(Dataset records)
----------
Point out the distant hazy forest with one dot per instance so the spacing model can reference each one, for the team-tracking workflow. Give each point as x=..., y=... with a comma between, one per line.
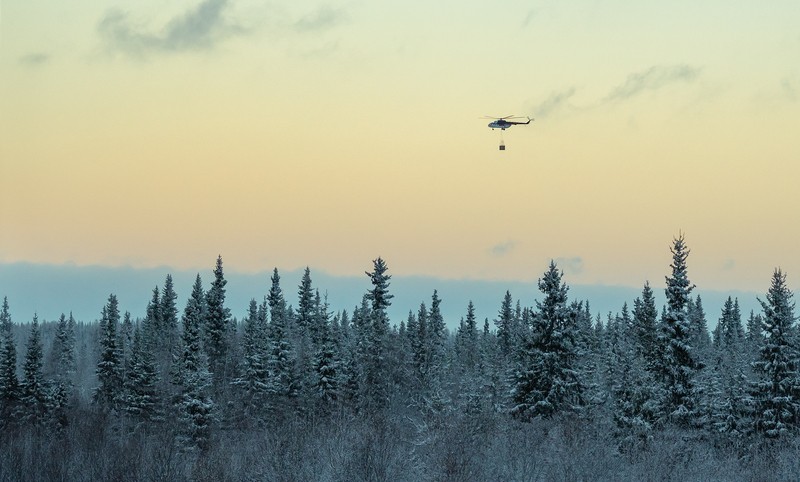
x=296, y=392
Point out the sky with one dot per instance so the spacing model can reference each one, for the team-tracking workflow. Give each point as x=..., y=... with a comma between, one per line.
x=325, y=134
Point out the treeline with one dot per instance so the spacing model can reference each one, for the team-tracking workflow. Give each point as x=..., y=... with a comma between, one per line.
x=171, y=392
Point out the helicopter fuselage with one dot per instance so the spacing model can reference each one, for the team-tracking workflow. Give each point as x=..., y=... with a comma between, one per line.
x=504, y=124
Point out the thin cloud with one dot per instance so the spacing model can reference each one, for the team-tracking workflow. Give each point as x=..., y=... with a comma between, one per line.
x=571, y=265
x=532, y=13
x=502, y=249
x=789, y=89
x=652, y=79
x=323, y=18
x=554, y=103
x=199, y=28
x=34, y=59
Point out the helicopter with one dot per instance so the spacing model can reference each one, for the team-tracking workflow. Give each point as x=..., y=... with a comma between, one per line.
x=504, y=123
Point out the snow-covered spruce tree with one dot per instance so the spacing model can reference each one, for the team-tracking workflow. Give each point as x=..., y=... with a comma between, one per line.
x=700, y=341
x=142, y=401
x=645, y=328
x=125, y=336
x=216, y=329
x=305, y=303
x=193, y=404
x=283, y=383
x=64, y=350
x=777, y=388
x=505, y=324
x=33, y=393
x=729, y=407
x=153, y=317
x=467, y=348
x=546, y=381
x=326, y=362
x=169, y=318
x=109, y=366
x=9, y=383
x=374, y=385
x=631, y=391
x=253, y=382
x=678, y=366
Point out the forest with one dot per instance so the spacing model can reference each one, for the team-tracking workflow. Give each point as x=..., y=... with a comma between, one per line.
x=295, y=391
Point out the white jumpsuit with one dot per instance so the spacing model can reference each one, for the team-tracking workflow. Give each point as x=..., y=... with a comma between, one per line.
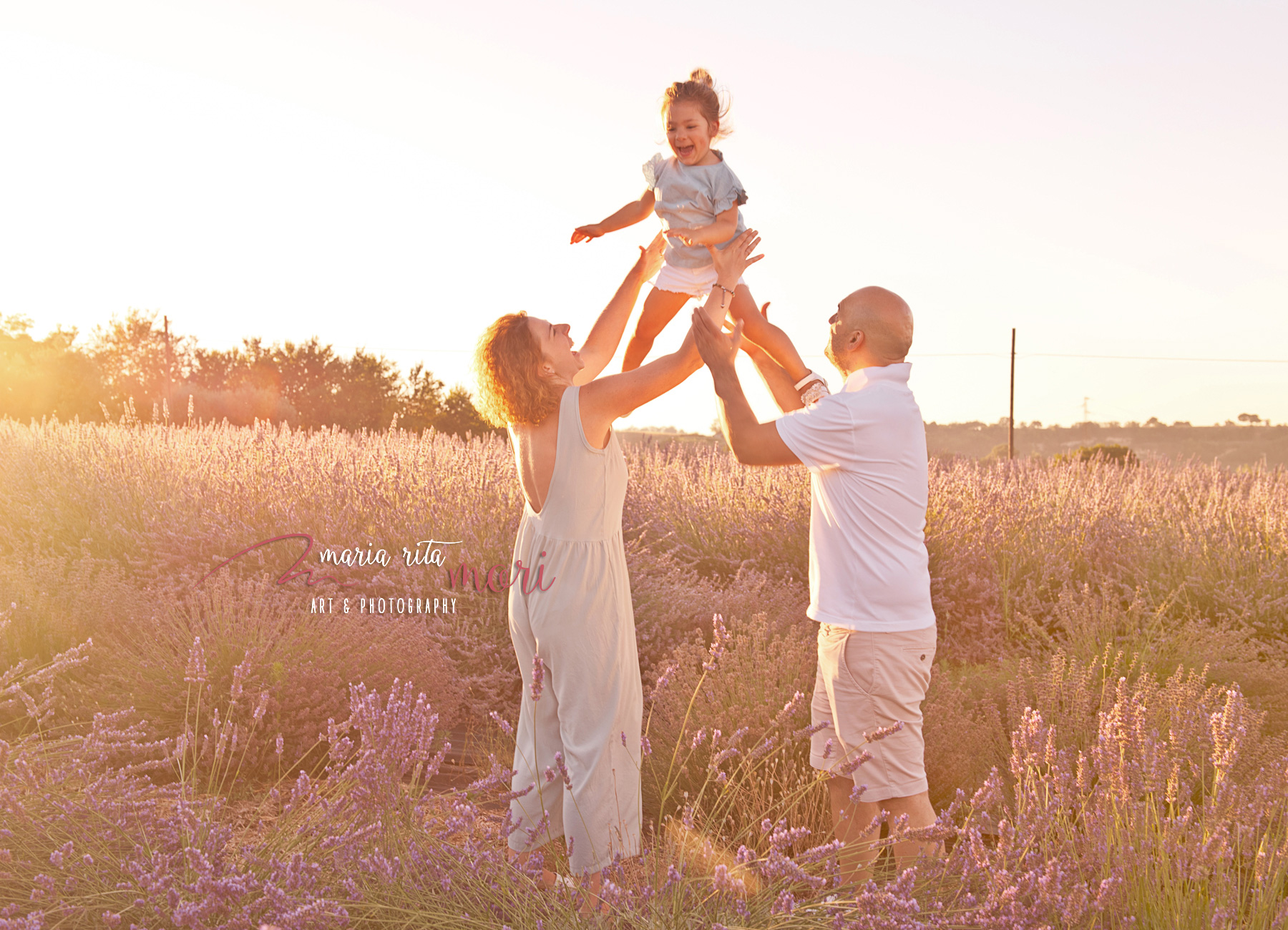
x=582, y=626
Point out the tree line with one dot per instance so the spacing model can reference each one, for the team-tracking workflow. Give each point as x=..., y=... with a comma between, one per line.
x=133, y=368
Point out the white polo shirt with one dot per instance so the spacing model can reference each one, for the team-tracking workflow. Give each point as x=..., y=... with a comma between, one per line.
x=866, y=451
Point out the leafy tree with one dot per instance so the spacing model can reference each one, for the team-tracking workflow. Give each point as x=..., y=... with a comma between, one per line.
x=135, y=361
x=459, y=415
x=48, y=376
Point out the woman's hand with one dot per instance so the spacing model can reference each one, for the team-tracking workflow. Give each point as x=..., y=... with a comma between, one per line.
x=650, y=257
x=734, y=258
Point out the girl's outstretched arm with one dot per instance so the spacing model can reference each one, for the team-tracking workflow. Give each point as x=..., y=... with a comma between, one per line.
x=629, y=215
x=605, y=336
x=608, y=398
x=713, y=233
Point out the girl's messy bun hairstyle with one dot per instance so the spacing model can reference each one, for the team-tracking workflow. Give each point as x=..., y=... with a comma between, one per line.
x=700, y=89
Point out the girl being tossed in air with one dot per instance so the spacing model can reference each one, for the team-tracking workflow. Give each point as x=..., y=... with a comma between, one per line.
x=697, y=195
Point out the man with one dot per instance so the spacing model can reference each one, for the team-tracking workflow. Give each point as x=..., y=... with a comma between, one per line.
x=869, y=582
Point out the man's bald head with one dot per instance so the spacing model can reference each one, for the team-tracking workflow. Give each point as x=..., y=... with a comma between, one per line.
x=885, y=321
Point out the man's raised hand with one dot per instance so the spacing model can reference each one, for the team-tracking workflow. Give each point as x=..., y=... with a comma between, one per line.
x=718, y=349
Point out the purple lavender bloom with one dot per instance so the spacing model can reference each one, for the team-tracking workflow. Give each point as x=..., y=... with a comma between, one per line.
x=539, y=677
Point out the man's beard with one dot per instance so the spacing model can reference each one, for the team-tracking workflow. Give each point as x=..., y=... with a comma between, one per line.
x=830, y=353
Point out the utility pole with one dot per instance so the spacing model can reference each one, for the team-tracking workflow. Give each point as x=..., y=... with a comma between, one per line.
x=1010, y=419
x=169, y=365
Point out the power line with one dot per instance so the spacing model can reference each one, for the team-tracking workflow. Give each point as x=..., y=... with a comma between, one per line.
x=1157, y=358
x=937, y=355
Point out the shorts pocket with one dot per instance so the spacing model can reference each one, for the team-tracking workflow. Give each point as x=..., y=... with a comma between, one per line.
x=859, y=662
x=917, y=661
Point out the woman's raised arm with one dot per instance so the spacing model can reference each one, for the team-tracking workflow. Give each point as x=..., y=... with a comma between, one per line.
x=598, y=351
x=608, y=398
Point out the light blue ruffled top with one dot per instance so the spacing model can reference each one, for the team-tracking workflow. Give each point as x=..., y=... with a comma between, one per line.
x=689, y=196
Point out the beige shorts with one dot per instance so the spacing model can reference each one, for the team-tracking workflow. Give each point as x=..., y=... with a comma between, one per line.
x=867, y=680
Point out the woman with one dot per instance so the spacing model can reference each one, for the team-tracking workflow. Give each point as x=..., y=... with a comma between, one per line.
x=577, y=741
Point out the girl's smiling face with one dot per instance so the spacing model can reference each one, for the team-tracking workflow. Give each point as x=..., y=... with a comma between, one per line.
x=689, y=134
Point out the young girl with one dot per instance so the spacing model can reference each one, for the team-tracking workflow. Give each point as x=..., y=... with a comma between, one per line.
x=697, y=195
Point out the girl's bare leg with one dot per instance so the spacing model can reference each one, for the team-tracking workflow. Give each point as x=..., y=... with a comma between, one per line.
x=660, y=307
x=759, y=330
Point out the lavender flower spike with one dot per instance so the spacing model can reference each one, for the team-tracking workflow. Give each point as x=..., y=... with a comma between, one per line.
x=539, y=677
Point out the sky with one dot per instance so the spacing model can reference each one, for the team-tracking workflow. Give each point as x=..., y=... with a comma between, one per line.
x=1107, y=178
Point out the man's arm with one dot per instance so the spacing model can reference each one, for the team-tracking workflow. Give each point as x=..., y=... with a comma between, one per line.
x=753, y=442
x=774, y=376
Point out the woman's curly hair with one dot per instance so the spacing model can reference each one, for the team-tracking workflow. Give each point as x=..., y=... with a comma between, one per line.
x=507, y=365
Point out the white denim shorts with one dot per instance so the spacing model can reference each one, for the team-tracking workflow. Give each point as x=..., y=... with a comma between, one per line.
x=693, y=281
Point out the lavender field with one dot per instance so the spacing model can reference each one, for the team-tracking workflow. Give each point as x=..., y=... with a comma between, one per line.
x=1106, y=725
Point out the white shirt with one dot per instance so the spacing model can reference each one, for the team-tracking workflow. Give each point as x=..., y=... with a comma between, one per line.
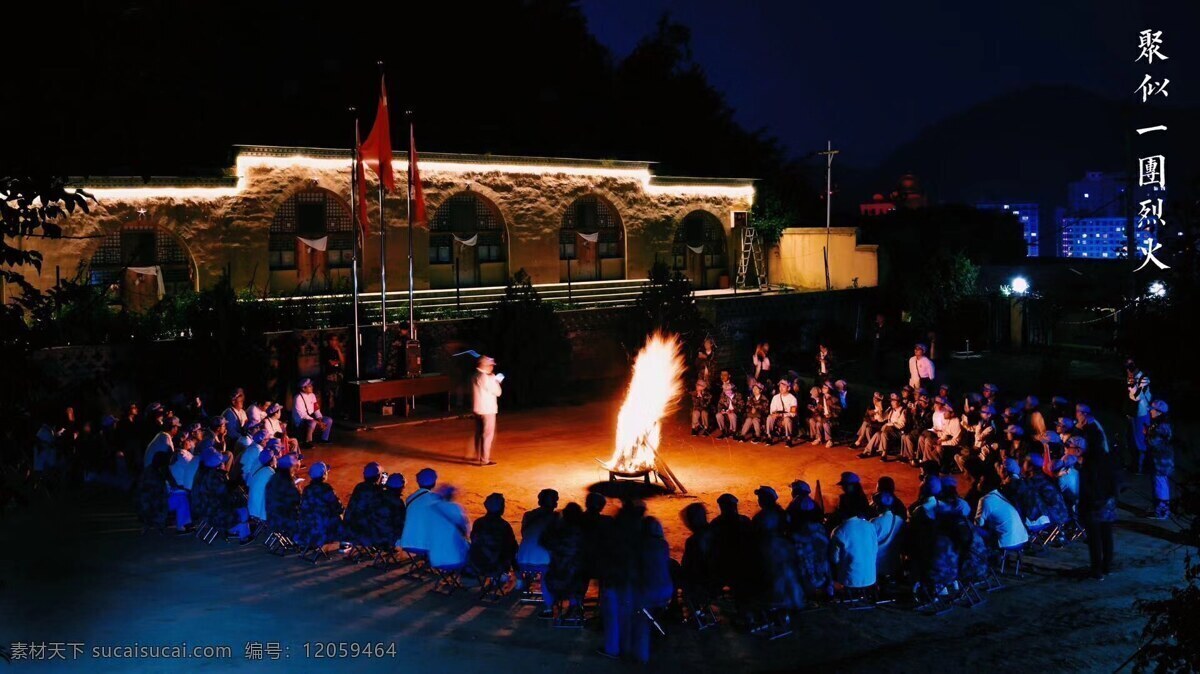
x=919, y=369
x=421, y=511
x=1001, y=519
x=887, y=534
x=939, y=420
x=184, y=469
x=161, y=443
x=853, y=553
x=235, y=420
x=783, y=403
x=250, y=461
x=951, y=432
x=305, y=407
x=256, y=501
x=273, y=426
x=761, y=363
x=487, y=390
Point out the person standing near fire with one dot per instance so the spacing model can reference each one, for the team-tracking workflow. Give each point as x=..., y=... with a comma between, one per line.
x=486, y=385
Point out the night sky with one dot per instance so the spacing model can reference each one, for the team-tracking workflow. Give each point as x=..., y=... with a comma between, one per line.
x=870, y=74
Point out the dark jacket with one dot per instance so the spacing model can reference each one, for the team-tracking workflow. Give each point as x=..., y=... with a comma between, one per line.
x=282, y=503
x=367, y=518
x=321, y=515
x=493, y=546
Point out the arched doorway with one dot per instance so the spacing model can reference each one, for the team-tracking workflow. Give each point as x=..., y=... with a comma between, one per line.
x=142, y=263
x=467, y=228
x=592, y=241
x=311, y=241
x=700, y=250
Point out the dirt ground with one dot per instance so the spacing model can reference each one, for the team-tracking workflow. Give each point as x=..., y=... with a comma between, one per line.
x=87, y=575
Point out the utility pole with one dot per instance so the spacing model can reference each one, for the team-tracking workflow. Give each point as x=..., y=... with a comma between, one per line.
x=829, y=152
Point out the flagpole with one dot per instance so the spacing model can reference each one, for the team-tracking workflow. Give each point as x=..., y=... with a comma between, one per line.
x=358, y=240
x=412, y=324
x=383, y=263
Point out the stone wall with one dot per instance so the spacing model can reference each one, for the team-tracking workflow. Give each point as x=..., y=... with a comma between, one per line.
x=226, y=227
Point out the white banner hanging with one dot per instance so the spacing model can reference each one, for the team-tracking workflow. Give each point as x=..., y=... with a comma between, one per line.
x=155, y=271
x=315, y=244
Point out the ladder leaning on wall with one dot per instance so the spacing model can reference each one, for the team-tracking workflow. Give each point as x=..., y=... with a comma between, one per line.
x=751, y=251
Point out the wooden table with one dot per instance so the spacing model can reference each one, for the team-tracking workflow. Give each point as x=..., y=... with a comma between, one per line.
x=375, y=390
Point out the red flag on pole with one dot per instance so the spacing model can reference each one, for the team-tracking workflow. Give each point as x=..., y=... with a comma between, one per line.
x=360, y=181
x=414, y=181
x=376, y=150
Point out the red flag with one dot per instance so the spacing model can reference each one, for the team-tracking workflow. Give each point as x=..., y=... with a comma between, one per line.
x=414, y=181
x=377, y=148
x=360, y=178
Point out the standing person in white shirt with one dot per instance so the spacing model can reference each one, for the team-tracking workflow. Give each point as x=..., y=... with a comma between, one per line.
x=486, y=392
x=921, y=368
x=783, y=413
x=307, y=416
x=235, y=415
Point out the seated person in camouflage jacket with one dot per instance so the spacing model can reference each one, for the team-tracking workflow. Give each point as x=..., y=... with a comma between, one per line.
x=321, y=511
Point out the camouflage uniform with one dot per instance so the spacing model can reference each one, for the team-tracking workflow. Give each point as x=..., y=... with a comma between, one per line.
x=397, y=510
x=216, y=500
x=729, y=409
x=282, y=504
x=1049, y=498
x=701, y=404
x=321, y=515
x=756, y=410
x=153, y=498
x=367, y=517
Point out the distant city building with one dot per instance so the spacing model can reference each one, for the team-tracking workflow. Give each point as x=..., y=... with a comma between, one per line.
x=1095, y=238
x=876, y=206
x=1099, y=194
x=1093, y=224
x=907, y=194
x=1027, y=214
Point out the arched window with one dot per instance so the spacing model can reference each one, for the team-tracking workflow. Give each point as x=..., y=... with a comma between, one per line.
x=591, y=215
x=465, y=216
x=313, y=214
x=144, y=246
x=700, y=239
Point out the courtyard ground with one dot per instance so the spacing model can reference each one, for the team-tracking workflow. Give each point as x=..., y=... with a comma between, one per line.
x=79, y=570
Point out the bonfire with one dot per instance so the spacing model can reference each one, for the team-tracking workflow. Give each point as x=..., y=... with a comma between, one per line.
x=653, y=393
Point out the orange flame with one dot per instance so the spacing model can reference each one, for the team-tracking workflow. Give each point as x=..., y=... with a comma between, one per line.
x=653, y=393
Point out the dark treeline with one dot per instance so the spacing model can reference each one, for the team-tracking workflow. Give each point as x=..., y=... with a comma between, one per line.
x=144, y=88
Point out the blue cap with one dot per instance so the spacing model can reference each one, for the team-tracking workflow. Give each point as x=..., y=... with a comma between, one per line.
x=1012, y=467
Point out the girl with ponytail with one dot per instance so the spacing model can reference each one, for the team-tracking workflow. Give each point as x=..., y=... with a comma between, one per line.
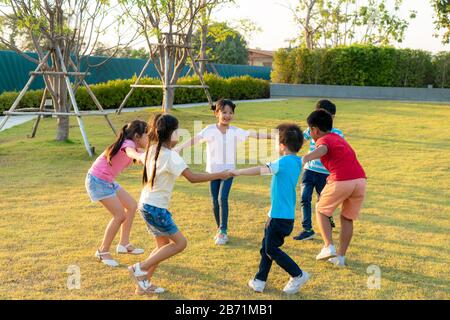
----------
PROMPT:
Return verbatim every line from the one holding "Point out the orange" to the end of the records above. Do not copy the pictures.

PROBLEM SOLUTION:
Point out the orange flame with one dot per instance so the spacing model can reference each one, for the team-tracking workflow. Give each point as x=..., y=... with a comma between, one per line.
x=653, y=393
Point out the dark treeline with one dot per instance so the spacing model can reference each one, for the team-tracking workflow. Give each point as x=..., y=... with a comma between, one per line.
x=144, y=88
Point out the blue cap with one dot per instance so the spacing model can reference each one, for the team-tracking workflow. Give each point as x=..., y=... with a comma between, one per line.
x=1012, y=467
Point out the girl with ponytail with one dot per instance so the spacing model can reference each one, for the team-tracking workflow. Give each point as x=..., y=... with a comma between, one per line.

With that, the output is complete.